=== Your objective ===
Format every line of the records below as a Markdown table with the columns "Row" and "Line", where "Row" gives the line's number. Skip blank lines and leave any pictures out of the table.
━━━ Provided records ━━━
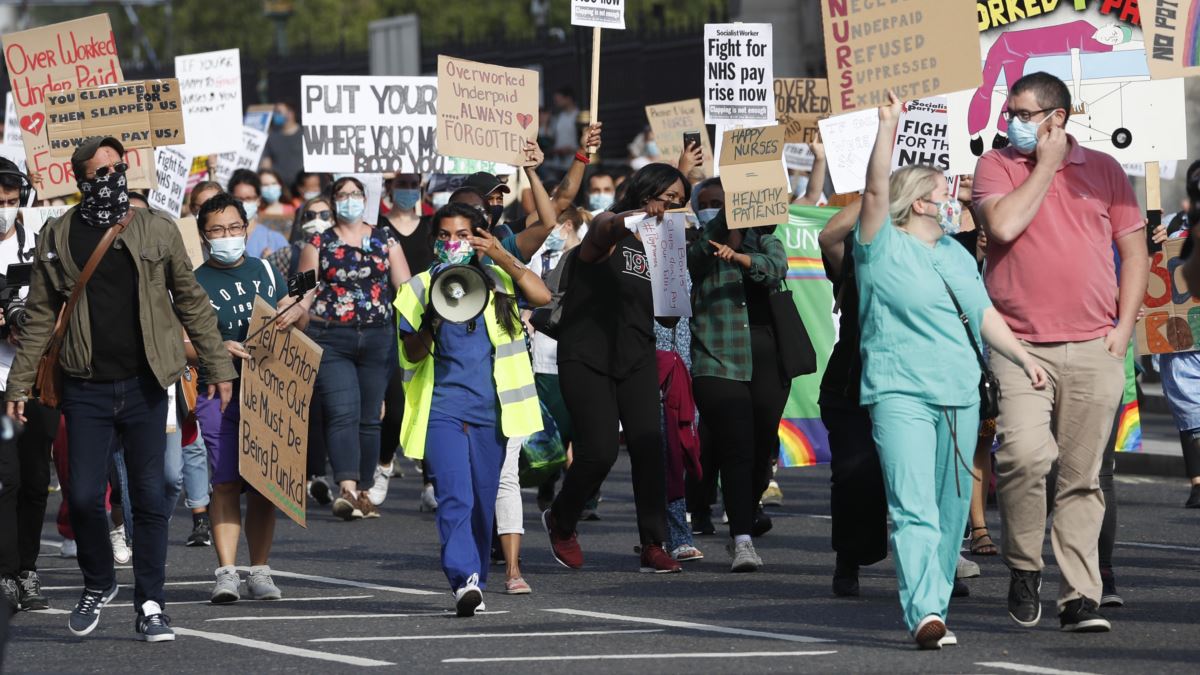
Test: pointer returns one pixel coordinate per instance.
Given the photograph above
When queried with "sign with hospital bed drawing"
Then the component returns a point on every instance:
(1099, 53)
━━━
=== Solution for this problem ===
| Row | Line |
|---|---|
| 1 | Test: pointer returns one pixel coordinate per instance. |
| 2 | Given the photograph above |
| 3 | When queried with "sign with hospital bed drawing" |
| 4 | Then the component returns a point on every instance: |
| 5 | (1099, 53) |